— Passage to read —
-- Opening Marker --

Everyone looks at the world through a lens built in high school. No one intends to, but neuroplasticity peaks in puberty so our core neural pathways develop at that time.
Humans are not born hard-wired like smaller-brained creatures. We’re designed to wire ourselves from lived experience. Whatever triggered your brain chemicals in youth paved neural pathways that turn them on today.
Early experience builds our core pathways because a young brain is full of myelin, the fatty substance that coats neurons and makes them efficient. Myelinated neurons convey electricity up to 100 times faster than undeveloped neurons. Whatever you do with your myelinated neurons feels natural and normal, from speaking your native language to getting social support in ways that worked when you were young.
Myelin is abundant before age eight and during puberty. Those first seven years lay the foundation of your neural network, and in puberty you get a chance to rework it. Of course we learn throughout life, but we mostly add leaves to existing branches. The deep branches that control your neurochemicals are built from the repeated emotional experiences of your myelin years.
Our adolescent pathways are obvious yet elusive. They’re obvious because they’re what you tell yourself all day every day. They’re elusive because they don’t match your conscious explanations of your impulses. You can penetrate that verbal veneer when you know how adolescence works in animals.
There is no free love in the state of nature. Animals work hard for any reproductive opportunity that comes their way. They persist because their brain rewards them with happy chemicals when they succeed.
Animals leave home at puberty to avoid inbreeding. They are not consciously concerned with genetics, of course, but even plants evolved ways to avoid inbreeding. Most mammals must leave their birth group to get mating opportunity (either the males leave or the females leave, depending on the species). They don’t think conceptually about conception; they just do things that promote their genes because it stimulates happy chemicals. Natural selection built a brain good at rewiring itself during puberty because that promotes survival.
A young mammal suffers when it leaves home. Without the protection of a herd or pack or troop, its cortisol surges. Cortisol feels so bad that it motivates urgent action to relieve it. Joining a new group relieves cortisol, so pubescent animals strive for new bonds. That’s harder than you might expect. Animals typically exclude newcomers to reduce competition for resources. It works without conscious intent because brains that responded to outsiders with cortisol had more surviving children. Mammals evolved brains that make careful decisions about when to accept others.
Survival takes more than just gaining admission into a group because the newcomer is now at the bottom of the hierarchy. A young mammal’s reproductive success depends on raising its status. Mammals who stay home with their birth group confront social hierarchies too. Survival rates are low in the state of nature, and many individuals die without passing on their genes. Our brains are inherited from individuals who prevailed. You might dislike the idea that mammals compete for social status, but knowing the facts helps us manage those impulses instead of yielding to them.
The brain we’ve inherited has a strong sense of urgency about social acceptance and social rivalry. Such feelings in youth pave neural pathways that shape your response to the world today. Conscious memory of those those experiences is not necessary because brain chemicals build pathways without effort or intent.
It’s easy to see the high-school impulses in others, and harder to see in yourself. But you will find your early wiring if you look. Notice the patterns in your ups and downs today and look for adolescent experience that fits the pattern. You will be amazed at the match.

-- Closing Marker --

— Task 1 —
Say whether each statement agrees with the passage on adolescent brain wiring. Answer yes or no, and quote the words from the passage that decide it. (a) Myelinated neurons carry electricity up to 100 times faster than undeveloped neurons. (b) In most mammals, it is always the males who leave the birth group. (c) Animals usually welcome newcomers into their group.
— Task 2 —
Repeat the passage on adolescent brain wiring word for word, starting with "It’s easy to" and going on through "at the match.".
The lines after this are separate material and are not part of the passage on adolescent brain wiring.

— Provided records —
-- Opening Marker --

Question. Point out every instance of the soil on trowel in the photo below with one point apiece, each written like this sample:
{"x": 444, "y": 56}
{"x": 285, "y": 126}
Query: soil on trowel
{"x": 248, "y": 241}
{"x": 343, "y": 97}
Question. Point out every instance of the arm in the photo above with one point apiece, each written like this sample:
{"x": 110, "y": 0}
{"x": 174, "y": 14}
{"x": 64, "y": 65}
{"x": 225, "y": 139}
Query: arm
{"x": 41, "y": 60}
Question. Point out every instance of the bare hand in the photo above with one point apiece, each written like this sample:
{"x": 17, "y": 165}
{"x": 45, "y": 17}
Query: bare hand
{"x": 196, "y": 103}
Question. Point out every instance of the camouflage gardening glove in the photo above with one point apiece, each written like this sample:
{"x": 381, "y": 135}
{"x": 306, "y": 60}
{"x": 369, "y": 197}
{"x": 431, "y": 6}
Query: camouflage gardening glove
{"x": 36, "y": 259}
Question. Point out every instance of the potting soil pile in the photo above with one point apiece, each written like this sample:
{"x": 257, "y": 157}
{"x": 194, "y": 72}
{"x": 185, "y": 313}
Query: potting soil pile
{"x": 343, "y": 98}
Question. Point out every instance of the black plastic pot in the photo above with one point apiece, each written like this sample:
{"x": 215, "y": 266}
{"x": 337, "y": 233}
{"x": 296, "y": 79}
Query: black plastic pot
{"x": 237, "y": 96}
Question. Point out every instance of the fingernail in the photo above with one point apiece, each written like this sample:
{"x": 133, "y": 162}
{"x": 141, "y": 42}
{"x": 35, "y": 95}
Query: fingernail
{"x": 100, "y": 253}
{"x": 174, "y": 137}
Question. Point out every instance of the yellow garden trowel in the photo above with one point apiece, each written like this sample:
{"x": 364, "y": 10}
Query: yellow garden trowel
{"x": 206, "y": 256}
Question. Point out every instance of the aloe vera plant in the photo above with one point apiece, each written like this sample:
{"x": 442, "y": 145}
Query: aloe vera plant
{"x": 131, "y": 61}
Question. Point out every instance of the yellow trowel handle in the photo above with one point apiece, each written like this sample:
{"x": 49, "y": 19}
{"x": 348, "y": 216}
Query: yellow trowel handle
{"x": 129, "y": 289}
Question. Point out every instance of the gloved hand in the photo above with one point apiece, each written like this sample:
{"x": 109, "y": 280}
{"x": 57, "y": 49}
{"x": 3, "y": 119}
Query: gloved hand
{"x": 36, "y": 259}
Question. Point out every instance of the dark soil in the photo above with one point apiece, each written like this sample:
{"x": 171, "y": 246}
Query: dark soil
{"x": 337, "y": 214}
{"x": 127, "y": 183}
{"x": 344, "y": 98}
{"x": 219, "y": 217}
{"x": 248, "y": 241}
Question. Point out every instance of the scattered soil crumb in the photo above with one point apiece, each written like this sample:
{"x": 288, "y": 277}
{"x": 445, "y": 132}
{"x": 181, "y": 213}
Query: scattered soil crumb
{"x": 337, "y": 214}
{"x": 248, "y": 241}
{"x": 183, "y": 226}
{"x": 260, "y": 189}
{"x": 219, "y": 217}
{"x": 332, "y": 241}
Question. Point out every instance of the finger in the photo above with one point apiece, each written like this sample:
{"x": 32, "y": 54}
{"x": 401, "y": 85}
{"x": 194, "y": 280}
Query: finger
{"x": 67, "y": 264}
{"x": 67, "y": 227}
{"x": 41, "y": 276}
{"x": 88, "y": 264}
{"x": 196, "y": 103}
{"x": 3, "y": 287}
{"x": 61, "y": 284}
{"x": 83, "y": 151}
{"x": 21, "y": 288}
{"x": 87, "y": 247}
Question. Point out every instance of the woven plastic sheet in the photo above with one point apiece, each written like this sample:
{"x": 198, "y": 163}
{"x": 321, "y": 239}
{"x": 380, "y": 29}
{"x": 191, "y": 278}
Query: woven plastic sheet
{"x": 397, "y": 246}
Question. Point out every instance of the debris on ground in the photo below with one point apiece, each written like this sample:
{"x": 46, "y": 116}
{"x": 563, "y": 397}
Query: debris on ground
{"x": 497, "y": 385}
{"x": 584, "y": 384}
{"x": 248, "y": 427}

-- Closing Marker --
-- Opening Marker --

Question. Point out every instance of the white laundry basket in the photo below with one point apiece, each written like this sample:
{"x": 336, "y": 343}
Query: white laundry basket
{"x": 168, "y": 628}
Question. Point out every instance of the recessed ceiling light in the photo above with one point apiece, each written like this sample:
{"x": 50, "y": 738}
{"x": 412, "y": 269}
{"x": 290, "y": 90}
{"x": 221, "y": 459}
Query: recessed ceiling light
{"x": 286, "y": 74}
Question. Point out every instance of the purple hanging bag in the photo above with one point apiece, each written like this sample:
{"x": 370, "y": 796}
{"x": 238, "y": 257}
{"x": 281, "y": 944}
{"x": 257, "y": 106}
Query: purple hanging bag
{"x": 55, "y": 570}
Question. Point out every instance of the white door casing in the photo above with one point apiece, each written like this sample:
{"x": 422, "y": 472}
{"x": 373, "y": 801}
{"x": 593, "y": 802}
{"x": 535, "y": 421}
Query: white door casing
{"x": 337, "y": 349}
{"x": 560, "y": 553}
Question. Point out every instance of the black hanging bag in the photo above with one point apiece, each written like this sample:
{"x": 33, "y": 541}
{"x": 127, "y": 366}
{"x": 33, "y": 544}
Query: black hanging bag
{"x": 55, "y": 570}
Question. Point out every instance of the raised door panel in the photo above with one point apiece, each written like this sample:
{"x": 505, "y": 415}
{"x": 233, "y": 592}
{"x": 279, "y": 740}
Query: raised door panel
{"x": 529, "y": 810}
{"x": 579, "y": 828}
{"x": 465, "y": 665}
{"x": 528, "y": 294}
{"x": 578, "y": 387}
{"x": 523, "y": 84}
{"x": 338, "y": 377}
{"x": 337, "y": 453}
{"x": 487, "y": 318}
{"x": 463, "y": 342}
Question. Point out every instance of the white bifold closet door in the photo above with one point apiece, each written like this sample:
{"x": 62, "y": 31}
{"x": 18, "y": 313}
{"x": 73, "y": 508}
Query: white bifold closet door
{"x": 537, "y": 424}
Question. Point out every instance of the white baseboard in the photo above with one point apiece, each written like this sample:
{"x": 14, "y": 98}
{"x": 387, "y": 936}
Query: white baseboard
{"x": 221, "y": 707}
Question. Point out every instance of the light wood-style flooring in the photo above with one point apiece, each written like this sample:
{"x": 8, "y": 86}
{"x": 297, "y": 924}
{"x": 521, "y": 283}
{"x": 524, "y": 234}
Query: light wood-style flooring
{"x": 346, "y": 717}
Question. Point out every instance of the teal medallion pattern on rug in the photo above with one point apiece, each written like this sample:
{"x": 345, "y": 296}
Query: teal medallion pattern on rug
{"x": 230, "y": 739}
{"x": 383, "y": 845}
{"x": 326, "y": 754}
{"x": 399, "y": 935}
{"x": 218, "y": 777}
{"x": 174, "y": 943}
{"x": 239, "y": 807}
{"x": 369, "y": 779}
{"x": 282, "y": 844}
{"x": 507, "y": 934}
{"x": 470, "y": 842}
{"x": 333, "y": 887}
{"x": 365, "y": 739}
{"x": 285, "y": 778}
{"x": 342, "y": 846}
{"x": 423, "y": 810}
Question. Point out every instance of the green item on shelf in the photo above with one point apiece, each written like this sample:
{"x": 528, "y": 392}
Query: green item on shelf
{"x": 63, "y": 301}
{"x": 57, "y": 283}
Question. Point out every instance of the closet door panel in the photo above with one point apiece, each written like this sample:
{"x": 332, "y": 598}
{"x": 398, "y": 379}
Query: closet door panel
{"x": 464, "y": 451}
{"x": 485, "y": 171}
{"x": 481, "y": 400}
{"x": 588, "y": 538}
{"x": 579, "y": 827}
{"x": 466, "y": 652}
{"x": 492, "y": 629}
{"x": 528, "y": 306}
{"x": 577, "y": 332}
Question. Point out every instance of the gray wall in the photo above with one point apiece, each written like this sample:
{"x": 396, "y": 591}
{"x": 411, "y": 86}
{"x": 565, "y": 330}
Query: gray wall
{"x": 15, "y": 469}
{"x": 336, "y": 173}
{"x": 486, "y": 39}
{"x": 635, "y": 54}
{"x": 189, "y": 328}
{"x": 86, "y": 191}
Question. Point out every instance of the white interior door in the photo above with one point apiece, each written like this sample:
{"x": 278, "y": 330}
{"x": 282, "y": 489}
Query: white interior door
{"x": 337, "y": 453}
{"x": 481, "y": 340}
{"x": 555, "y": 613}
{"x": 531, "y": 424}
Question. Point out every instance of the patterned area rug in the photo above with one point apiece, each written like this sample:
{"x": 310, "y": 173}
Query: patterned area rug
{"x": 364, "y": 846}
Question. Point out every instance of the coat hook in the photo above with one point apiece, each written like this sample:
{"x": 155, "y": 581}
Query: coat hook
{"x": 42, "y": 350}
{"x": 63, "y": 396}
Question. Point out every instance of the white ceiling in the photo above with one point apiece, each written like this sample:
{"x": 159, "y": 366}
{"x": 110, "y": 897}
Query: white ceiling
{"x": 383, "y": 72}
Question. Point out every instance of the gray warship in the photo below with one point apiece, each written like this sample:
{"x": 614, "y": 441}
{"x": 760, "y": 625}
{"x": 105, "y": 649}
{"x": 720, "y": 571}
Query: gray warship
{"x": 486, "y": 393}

-- Closing Marker --

— Solution 1 —
(a) Yes: "Myelinated neurons convey electricity up to 100 times faster than undeveloped neurons."
(b) No: "either the males leave or the females leave, depending on the species"
(c) No: "Animals typically exclude newcomers to reduce competition for resources."

— Solution 2 —
It’s easy to see the high-school impulses in others, and harder to see in yourself. But you will find your early wiring if you look. Notice the patterns in your ups and downs today and look for adolescent experience that fits the pattern. You will be amazed at the match.